= Task description =
Return the lines of the data below exactly. Start at the first and end with the line containing "box: [136, 141, 168, 191]".

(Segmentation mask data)
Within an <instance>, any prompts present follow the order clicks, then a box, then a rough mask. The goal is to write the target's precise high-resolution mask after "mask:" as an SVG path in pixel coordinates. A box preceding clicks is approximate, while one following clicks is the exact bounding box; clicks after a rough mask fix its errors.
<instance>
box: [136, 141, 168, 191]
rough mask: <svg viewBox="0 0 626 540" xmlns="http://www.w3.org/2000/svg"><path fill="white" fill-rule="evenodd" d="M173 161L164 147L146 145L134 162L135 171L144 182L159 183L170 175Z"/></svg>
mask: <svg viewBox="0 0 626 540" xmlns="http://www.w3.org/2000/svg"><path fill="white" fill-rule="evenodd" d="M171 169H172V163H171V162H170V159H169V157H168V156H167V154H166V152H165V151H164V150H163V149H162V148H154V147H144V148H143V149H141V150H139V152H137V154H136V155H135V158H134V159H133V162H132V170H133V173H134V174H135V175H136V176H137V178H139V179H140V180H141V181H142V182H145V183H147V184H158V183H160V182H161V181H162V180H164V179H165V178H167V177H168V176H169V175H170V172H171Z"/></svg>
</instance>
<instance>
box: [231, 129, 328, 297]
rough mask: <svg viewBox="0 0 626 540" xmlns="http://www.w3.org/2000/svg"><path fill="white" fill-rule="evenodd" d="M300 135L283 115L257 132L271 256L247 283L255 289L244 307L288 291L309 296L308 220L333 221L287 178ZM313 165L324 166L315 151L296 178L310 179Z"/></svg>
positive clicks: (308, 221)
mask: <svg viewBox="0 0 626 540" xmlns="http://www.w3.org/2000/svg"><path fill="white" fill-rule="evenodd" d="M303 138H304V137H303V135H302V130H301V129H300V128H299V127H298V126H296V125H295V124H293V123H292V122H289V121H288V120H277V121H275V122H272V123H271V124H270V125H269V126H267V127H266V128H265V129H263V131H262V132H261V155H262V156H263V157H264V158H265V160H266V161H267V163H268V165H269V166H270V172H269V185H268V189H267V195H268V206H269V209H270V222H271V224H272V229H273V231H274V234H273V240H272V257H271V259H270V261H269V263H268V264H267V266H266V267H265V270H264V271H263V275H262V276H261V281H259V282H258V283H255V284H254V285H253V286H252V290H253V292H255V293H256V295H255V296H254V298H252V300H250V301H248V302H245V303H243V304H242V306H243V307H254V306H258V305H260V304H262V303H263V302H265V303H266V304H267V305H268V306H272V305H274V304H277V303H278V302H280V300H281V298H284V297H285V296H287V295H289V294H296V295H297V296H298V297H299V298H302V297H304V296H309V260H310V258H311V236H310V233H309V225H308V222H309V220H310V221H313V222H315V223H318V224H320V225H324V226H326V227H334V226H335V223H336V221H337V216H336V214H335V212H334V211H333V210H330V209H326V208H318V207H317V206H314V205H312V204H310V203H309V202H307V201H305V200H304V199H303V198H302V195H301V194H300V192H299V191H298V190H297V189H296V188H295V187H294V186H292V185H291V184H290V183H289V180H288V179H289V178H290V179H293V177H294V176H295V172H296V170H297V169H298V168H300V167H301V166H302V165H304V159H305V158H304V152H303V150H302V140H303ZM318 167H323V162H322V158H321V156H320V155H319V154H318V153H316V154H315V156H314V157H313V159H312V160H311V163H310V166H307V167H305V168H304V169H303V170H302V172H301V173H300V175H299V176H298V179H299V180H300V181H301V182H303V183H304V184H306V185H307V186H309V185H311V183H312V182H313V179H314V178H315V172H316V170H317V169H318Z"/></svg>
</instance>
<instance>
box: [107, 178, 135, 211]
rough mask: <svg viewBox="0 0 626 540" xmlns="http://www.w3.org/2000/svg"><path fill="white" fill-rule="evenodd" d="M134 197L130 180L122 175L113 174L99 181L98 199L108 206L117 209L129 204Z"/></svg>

= Answer =
Within an <instance>, any prompts present follow the order clicks, then a box, then a rough mask. The goal is to write the target's precise high-resolution mask after "mask:" as an SVG path in pixel coordinates. A box preceding clicks is approximate, while one following clicks is the exact bounding box; clicks after a rough mask fix its errors.
<instance>
box: [136, 141, 168, 191]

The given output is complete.